Stated exercise —
Copy the data from its start through the line holding "M 91 92 L 108", inclusive, and move every coordinate in the answer outlines by -131, leaving all other numbers unchanged. Leave out the pictures.
_ _ _ _ _
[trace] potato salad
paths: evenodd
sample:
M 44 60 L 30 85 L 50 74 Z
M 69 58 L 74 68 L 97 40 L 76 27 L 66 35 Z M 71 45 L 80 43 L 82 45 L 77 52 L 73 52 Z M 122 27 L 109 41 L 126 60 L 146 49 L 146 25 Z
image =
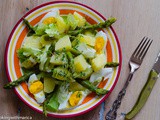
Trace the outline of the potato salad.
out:
M 91 92 L 108 92 L 98 84 L 110 77 L 118 63 L 107 63 L 107 34 L 99 28 L 114 22 L 115 18 L 109 18 L 91 25 L 76 11 L 60 15 L 58 9 L 45 14 L 35 26 L 24 19 L 28 35 L 17 55 L 23 81 L 35 101 L 43 105 L 45 115 L 74 109 Z

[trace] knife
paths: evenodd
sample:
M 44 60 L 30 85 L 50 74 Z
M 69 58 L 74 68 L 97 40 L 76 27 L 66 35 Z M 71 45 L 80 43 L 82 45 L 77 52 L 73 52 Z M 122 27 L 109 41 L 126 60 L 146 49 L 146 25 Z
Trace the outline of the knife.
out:
M 145 83 L 143 89 L 141 90 L 141 93 L 137 99 L 137 102 L 133 106 L 132 110 L 125 115 L 125 120 L 131 120 L 145 105 L 154 87 L 154 84 L 156 83 L 156 80 L 159 77 L 159 73 L 160 73 L 160 52 L 158 54 L 158 57 L 156 58 L 153 68 L 149 73 L 148 80 Z

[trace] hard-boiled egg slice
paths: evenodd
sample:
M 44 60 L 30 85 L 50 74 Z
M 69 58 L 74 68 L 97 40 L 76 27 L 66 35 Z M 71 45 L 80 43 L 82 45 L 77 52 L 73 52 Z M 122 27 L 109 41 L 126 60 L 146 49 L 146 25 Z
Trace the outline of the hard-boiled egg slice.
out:
M 60 104 L 59 110 L 71 110 L 82 104 L 84 98 L 88 95 L 89 91 L 75 91 L 70 92 L 67 99 Z
M 44 94 L 43 90 L 40 91 L 39 93 L 36 93 L 36 94 L 33 94 L 33 95 L 34 95 L 34 98 L 36 99 L 36 101 L 38 103 L 41 104 L 45 101 L 45 94 Z
M 105 51 L 105 47 L 107 44 L 107 35 L 103 31 L 99 31 L 96 36 L 94 49 L 97 54 L 101 54 Z
M 89 81 L 94 85 L 97 85 L 103 78 L 109 78 L 113 72 L 112 68 L 102 68 L 101 70 L 92 73 Z
M 73 92 L 68 100 L 69 104 L 71 105 L 71 107 L 80 105 L 82 101 L 84 100 L 84 98 L 86 97 L 86 95 L 87 94 L 84 91 Z
M 52 9 L 52 11 L 48 12 L 41 20 L 40 24 L 51 24 L 55 23 L 55 17 L 59 15 L 59 10 L 57 8 Z
M 30 93 L 34 95 L 34 98 L 38 103 L 44 102 L 45 94 L 43 91 L 43 83 L 40 80 L 38 80 L 36 74 L 32 74 L 29 77 L 28 89 Z

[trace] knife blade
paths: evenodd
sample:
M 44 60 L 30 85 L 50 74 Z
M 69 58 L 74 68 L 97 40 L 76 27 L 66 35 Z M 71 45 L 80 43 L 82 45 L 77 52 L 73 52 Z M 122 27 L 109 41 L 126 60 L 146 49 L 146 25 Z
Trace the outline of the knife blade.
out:
M 154 65 L 149 73 L 147 82 L 145 83 L 144 87 L 142 88 L 141 93 L 140 93 L 135 105 L 133 106 L 131 111 L 125 115 L 125 120 L 131 120 L 133 117 L 136 116 L 136 114 L 145 105 L 145 103 L 146 103 L 155 83 L 156 83 L 156 80 L 159 77 L 159 73 L 160 73 L 160 52 L 156 58 L 156 61 L 155 61 Z

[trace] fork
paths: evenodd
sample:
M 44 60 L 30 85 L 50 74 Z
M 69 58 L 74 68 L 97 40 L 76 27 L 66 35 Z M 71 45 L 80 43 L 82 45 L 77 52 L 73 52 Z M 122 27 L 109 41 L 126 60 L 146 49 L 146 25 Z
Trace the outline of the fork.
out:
_ _ _ _ _
Result for this exercise —
[trace] potato salad
paths: evenodd
sample:
M 44 60 L 30 85 L 50 74 Z
M 69 58 L 74 68 L 97 40 L 76 27 L 66 35 Z M 71 45 L 80 43 L 82 45 L 77 52 L 73 52 Z M 122 27 L 109 41 L 126 60 L 146 49 L 146 25 Z
image =
Trace the outline of the potato salad.
out:
M -40 -39 L -23 -39 L -33 -47 L -21 -54 L -13 -68 L -24 -68 L -24 -97 L -32 -103 L -17 -109 L -16 -113 L -22 -113 L -40 -106 L -55 -120 L -71 -116 L -73 -122 L -86 -117 L -96 -105 L -107 -112 L -103 -96 L -114 -76 L -108 -50 L -96 -30 L -88 -26 L -86 -16 L -57 -22 Z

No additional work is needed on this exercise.